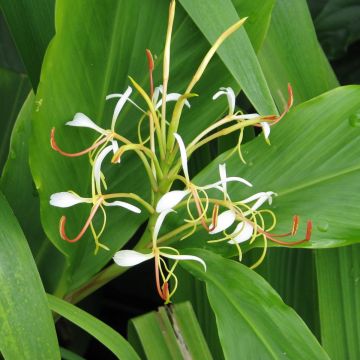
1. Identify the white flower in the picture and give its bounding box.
[113,210,206,271]
[156,133,252,213]
[228,221,254,244]
[213,87,236,115]
[152,85,190,110]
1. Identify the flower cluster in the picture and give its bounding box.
[50,1,311,302]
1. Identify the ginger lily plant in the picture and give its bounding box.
[50,1,311,302]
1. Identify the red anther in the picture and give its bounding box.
[154,256,166,301]
[50,128,108,157]
[305,220,312,241]
[162,281,170,301]
[146,49,154,98]
[209,204,219,231]
[59,201,101,243]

****************

**REQUIREMENT:**
Count the lines in the rows above that contain the word "Identify", treating case as significant, and reply with the number only.

**ANSWER TO THE TASK:**
4